▶ 課題の指示
以下のデータを写真を除いて全行書き出し、指示の行も省かずに、解答に含まれる座標の数値をすべて33ずつずらしてください。

#### 提供データ

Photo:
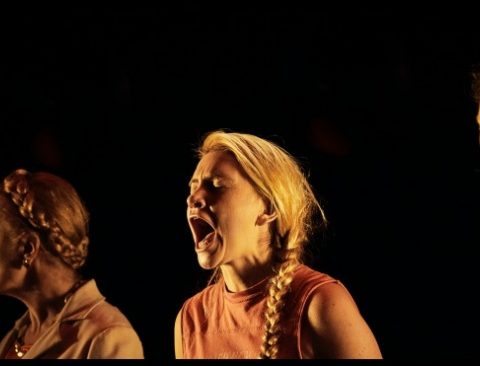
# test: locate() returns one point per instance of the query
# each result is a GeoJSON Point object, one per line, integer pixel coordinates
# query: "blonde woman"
{"type": "Point", "coordinates": [43, 244]}
{"type": "Point", "coordinates": [250, 210]}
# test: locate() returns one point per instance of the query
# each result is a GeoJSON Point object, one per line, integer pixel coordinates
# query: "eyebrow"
{"type": "Point", "coordinates": [215, 175]}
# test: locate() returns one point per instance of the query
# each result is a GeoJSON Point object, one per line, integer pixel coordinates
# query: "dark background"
{"type": "Point", "coordinates": [376, 105]}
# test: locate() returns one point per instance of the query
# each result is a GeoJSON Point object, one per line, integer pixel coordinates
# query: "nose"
{"type": "Point", "coordinates": [195, 200]}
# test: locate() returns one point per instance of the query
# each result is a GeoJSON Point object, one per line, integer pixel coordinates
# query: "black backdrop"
{"type": "Point", "coordinates": [375, 104]}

########

▶ 課題の解答
Photo:
# test: locate() returns one point per instance of the query
# each result is a GeoJSON Point object, one per line, integer pixel coordinates
# query: "blonde woman"
{"type": "Point", "coordinates": [76, 277]}
{"type": "Point", "coordinates": [283, 243]}
# test: locate() returns one point per instance of the query
# each result is a GeoJSON Point object, one per line, integer pixel coordinates
# query: "eyebrow"
{"type": "Point", "coordinates": [248, 208]}
# test: locate() returns one point per instance of the query
# each result is a GeoJSON Point object, one per line, integer pixel coordinates
# query: "dark background"
{"type": "Point", "coordinates": [409, 138]}
# test: locate() returns one point per instance of the query
# each result is a GeoJSON Point object, one per line, integer pixel coordinates
# query: "nose"
{"type": "Point", "coordinates": [228, 233]}
# test: locate() returns one point per instance of the query
# each result is a GeoJSON Point object, one per line, integer pixel coordinates
# query: "black backdrop"
{"type": "Point", "coordinates": [408, 137]}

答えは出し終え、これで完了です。